BEGIN

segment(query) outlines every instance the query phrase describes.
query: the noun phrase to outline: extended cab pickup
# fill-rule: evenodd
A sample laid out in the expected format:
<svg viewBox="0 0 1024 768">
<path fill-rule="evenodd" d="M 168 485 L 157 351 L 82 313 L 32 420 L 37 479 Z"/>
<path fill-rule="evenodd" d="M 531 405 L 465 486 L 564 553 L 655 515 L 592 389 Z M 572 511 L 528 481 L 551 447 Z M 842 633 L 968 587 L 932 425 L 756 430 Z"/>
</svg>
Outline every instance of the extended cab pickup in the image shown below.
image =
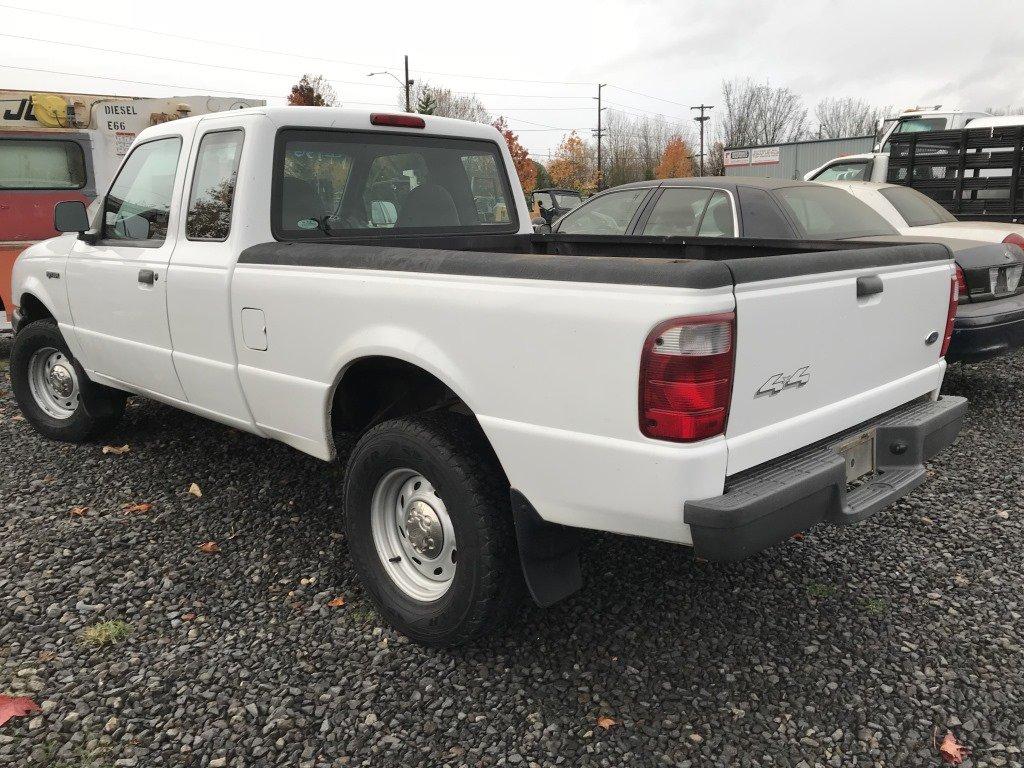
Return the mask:
<svg viewBox="0 0 1024 768">
<path fill-rule="evenodd" d="M 512 168 L 431 116 L 147 129 L 16 264 L 18 403 L 58 440 L 131 393 L 344 455 L 356 569 L 434 645 L 579 588 L 577 529 L 742 558 L 955 438 L 944 246 L 533 235 Z"/>
</svg>

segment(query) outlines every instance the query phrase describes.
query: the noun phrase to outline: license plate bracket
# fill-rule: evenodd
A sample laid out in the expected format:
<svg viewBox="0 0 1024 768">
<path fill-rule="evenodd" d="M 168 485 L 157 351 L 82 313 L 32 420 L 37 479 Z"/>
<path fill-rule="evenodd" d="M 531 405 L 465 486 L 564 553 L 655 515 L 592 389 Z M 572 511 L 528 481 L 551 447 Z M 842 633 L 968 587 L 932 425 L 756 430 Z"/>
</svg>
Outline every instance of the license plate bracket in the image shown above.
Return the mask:
<svg viewBox="0 0 1024 768">
<path fill-rule="evenodd" d="M 846 462 L 846 482 L 852 483 L 875 471 L 875 430 L 858 432 L 833 446 Z"/>
</svg>

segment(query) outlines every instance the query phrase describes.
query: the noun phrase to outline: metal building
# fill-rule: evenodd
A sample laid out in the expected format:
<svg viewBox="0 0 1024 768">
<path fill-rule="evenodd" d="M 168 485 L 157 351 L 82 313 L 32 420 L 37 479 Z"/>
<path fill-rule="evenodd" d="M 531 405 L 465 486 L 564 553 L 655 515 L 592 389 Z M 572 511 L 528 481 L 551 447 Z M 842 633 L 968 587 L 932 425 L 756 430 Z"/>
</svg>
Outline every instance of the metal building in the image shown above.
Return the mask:
<svg viewBox="0 0 1024 768">
<path fill-rule="evenodd" d="M 874 136 L 857 136 L 790 141 L 763 147 L 729 147 L 725 150 L 725 175 L 802 179 L 805 173 L 834 157 L 870 152 L 874 144 Z"/>
</svg>

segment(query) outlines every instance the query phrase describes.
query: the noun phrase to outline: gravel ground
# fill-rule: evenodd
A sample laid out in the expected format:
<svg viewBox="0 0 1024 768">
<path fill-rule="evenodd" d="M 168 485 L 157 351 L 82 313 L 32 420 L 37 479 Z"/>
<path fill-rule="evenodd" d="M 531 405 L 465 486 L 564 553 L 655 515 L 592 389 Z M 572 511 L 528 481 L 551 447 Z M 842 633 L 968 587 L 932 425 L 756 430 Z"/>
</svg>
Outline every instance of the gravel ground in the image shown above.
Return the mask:
<svg viewBox="0 0 1024 768">
<path fill-rule="evenodd" d="M 128 453 L 50 443 L 4 372 L 0 692 L 43 713 L 0 765 L 938 765 L 948 729 L 1021 766 L 1021 381 L 952 371 L 966 429 L 867 523 L 732 565 L 588 536 L 581 593 L 438 652 L 356 583 L 336 468 L 146 402 Z"/>
</svg>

END

-- Work instruction --
Among the lines above, find those containing the word "bracket" and copy each.

-- Task response --
query: the noun phrase to outline: license plate bracket
Outline every instance of the license plate bracket in the image shown above.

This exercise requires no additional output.